▶ _THE REQUEST_
Can you carry on the forum thread below about the 2004 21RS trailer, starting right after its last sentence?

▶ _PASSAGE_
▽

# New 2004 21Rs



## Landrover (Jul 16, 2011)

I wanted to say hello to everyone and thanks. I have been looking for a replacement trailer for some time and when I was doing research stumbled on this site. I looked at what I could see and found out where to look for issues with trailers and when I stumbled across a great deal snapped it up.
A car dealer had it for sale and it wasn't moving and he was tired of the batteries being stolen, propane bottles being stolen, damaged locks etc. There was no more room for profit so he just dumped it on Craigslist. I have now started the process of washing, cleaning and repairing. Most of the damage is bolt on stuff and trailer body and appliances etc. are in great shape.
I have now put new tires and rims going up to 15 inch tires and flipping the axles, I read about that here, bought two 6 volt batteries, new propane tanks, locks, had the gas tested and repaired (another car dealer expense as by law they had to certify the gas), that cost them another $700 dollars as both the furnace and hot water tank needed repairs as well as one new hose. So now everything works and I know it is all new, newly repaired. I can't wait to go camping....


----------



## Patty (Mar 4, 2010)

Landrover said:


> I wanted to say hello to everyone and thanks. I have been looking for a replacement trailer for some time and when I was doing research stumbled on this site. I looked at what I could see and found out where to look for issues with trailers and when I stumbled across a great deal snapped it up.
> A car dealer had it for sale and it wasn't moving and he was tired of the batteries being stolen, propane bottles being stolen, damaged locks etc. There was no more room for profit so he just dumped it on Craigslist. I have now started the process of washing, cleaning and repairing. Most of the damage is bolt on stuff and trailer body and appliances etc. are in great shape.

△

▶ _EXTRACTED RECORDS_
▽

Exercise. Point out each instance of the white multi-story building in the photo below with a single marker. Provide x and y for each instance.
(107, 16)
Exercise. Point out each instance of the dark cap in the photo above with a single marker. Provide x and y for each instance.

△
▽

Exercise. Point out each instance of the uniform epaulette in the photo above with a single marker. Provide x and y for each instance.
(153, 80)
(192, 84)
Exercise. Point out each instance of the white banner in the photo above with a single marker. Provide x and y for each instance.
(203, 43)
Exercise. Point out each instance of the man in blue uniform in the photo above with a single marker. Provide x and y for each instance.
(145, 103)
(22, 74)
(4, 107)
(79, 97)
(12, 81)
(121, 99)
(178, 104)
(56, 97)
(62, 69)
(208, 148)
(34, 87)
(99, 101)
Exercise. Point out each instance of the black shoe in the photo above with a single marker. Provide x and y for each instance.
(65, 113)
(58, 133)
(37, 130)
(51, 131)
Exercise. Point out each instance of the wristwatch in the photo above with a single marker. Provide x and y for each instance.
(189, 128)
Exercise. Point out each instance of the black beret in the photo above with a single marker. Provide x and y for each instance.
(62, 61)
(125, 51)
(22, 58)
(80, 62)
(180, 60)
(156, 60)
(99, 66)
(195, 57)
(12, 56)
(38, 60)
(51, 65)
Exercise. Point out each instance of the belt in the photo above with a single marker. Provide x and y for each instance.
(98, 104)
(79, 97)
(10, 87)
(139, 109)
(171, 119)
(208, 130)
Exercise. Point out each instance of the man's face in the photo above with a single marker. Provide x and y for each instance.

△
▽

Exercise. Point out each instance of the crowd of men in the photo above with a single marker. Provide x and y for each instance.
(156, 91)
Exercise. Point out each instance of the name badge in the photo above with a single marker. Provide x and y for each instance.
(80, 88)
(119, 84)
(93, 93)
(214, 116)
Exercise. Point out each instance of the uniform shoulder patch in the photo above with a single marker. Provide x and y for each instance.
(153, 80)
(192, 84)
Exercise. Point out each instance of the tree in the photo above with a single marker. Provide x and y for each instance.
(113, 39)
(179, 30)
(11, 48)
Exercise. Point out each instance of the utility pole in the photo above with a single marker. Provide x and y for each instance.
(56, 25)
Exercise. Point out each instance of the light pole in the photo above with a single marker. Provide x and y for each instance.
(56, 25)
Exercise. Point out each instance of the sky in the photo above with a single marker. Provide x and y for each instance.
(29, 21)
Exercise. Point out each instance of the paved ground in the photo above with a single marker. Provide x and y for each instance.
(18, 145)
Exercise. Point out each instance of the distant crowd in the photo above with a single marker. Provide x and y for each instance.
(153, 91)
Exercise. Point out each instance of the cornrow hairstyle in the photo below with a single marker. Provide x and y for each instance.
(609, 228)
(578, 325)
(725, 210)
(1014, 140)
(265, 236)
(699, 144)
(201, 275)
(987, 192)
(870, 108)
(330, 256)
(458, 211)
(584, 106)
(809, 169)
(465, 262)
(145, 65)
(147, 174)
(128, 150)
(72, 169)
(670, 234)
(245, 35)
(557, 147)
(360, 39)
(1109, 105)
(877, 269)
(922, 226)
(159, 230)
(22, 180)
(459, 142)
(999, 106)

△

▶ _RESULT_
> I have now put new tires and rims going up to 15 inch tires and flipping the axles, I read about that here, bought two 6 volt batteries, new propane tanks, locks, had the gas tested and repaired (another car dealer expense as by law they had to certify the gas), that cost them another $700 dollars as both the furnace and hot water tank needed repairs as well as one new hose. So now everything works and I know it is all new, newly repaired. I can't wait to go camping....


----------



## jake's outback (Jul 24, 2010)

Hey welcome to the site.








YES lots of good info here! So let us know when the maiden voyage is...


----------



## Oregon_Camper (Sep 13, 2004)

Welcome...Welcome...Welcome.

Glad you found us.









Congrats on the new (to you) Outback. You're going to LOVE it.


----------



## thefulminator (Aug 8, 2007)

Welcome.

So what part of the country are you in?


----------



## Chabbie1 (Dec 3, 2006)

Welcome! and what a Fantastic model you have!
We love our 21RS

Happy Camping

Oh... yeah, where are you from?


----------



## Landrover (Jul 16, 2011)

thefulminator said:


> Welcome.
> 
> So what part of the country are you in?


I am just North of you in Vancouver BC area


----------



## SaveFerris (Sep 19, 2009)

Welcome to the site and congrats on the "new" 21RS!









We love ours. Have fun taking it out this summer!

Nathan


----------



## TheMillers (Aug 8, 2005)

Welcome to the Outbacker family!!! This really is the best website I've found for Outback information.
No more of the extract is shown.